>>>>

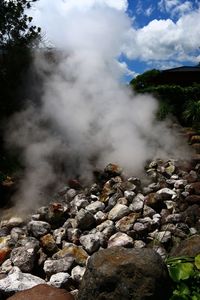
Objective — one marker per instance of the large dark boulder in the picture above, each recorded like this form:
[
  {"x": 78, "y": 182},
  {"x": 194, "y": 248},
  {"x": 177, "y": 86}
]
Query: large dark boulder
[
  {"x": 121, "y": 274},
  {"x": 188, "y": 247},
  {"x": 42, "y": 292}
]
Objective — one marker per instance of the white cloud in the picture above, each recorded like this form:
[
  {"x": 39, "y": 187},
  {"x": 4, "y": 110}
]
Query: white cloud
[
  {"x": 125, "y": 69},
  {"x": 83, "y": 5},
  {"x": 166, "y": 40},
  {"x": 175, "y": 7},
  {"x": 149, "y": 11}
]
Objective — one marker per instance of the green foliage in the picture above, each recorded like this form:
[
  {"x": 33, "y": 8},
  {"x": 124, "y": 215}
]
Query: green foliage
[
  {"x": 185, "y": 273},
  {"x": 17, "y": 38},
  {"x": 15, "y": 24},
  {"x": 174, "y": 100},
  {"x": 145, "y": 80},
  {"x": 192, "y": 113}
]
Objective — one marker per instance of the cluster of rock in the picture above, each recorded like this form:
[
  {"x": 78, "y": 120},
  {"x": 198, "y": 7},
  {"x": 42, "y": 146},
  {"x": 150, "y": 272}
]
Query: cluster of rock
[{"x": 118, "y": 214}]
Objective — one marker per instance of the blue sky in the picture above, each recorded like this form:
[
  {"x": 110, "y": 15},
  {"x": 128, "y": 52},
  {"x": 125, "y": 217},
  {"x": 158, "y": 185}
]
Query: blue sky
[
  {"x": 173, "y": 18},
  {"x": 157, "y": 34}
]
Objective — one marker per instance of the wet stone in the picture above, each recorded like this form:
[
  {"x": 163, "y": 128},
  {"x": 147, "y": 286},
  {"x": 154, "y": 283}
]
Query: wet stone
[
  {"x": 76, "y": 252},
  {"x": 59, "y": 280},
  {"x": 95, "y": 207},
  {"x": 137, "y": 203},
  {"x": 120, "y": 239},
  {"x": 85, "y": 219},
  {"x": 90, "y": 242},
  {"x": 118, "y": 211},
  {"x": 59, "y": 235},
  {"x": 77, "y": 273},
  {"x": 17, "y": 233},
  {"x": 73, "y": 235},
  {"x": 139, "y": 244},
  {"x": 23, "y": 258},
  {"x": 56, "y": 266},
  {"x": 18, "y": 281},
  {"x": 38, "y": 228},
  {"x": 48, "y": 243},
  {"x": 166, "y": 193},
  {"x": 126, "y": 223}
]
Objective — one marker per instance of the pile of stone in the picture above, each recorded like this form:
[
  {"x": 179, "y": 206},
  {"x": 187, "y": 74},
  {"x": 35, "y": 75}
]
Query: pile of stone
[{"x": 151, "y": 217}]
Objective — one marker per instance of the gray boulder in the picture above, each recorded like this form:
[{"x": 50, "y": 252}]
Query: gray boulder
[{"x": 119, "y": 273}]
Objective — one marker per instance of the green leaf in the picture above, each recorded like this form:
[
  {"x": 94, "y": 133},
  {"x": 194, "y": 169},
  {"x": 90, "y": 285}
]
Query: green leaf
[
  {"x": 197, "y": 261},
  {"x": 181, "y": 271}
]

<<<<
>>>>

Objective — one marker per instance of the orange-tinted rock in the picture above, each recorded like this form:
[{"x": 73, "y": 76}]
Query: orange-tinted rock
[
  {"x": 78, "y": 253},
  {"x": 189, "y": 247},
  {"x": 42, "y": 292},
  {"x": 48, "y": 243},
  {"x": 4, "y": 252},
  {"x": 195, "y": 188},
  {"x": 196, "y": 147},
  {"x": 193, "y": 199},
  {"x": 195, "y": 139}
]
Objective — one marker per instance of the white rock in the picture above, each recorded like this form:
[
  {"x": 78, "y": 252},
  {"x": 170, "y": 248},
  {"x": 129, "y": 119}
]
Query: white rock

<<<<

-- Required work --
Please locate each line of the material above that contains the string "tinted" and copy those lines out.

-- Complete output --
Objective — one marker per instance of the orange-tinted rock in the picture above, each recorded like this form:
Query: orange-tinted rock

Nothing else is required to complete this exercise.